# TASK ITEM:
Copy all lines in the data that contain the string "brown".
++++ EXERCISE MATERIAL ++++
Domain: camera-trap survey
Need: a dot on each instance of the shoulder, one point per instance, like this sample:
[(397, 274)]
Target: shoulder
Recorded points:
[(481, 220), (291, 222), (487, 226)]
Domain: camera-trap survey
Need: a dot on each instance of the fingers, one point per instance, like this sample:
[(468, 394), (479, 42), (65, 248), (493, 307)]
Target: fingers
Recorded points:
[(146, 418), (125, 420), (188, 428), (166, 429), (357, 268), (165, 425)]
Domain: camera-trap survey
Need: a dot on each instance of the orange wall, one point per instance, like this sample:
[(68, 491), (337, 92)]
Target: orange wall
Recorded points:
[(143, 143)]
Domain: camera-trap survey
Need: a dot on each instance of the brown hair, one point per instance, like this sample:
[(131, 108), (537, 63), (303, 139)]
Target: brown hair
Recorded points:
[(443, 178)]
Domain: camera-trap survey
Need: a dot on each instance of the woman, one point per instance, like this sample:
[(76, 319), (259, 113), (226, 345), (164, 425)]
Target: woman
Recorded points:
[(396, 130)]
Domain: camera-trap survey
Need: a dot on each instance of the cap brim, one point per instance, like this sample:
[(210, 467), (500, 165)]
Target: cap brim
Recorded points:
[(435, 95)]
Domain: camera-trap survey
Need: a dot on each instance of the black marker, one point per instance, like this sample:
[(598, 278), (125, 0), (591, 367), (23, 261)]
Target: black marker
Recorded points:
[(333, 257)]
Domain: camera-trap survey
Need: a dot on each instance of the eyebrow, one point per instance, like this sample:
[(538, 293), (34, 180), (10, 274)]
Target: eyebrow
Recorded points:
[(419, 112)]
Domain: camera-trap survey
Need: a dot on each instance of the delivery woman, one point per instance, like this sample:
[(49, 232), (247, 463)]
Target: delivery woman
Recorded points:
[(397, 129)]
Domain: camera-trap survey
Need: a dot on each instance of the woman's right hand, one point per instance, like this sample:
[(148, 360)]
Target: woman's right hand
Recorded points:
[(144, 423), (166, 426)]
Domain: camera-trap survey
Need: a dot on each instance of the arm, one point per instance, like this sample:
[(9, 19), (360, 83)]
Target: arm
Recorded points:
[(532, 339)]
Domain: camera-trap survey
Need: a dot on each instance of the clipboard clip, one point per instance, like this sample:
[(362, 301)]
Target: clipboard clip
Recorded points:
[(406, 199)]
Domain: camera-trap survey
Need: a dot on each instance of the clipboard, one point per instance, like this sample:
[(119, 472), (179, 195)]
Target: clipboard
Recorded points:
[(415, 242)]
++++
# FINISHED EXERCISE:
Need: a dot on each instance of the brown hair, one point per instance, like this sample:
Target: brown hair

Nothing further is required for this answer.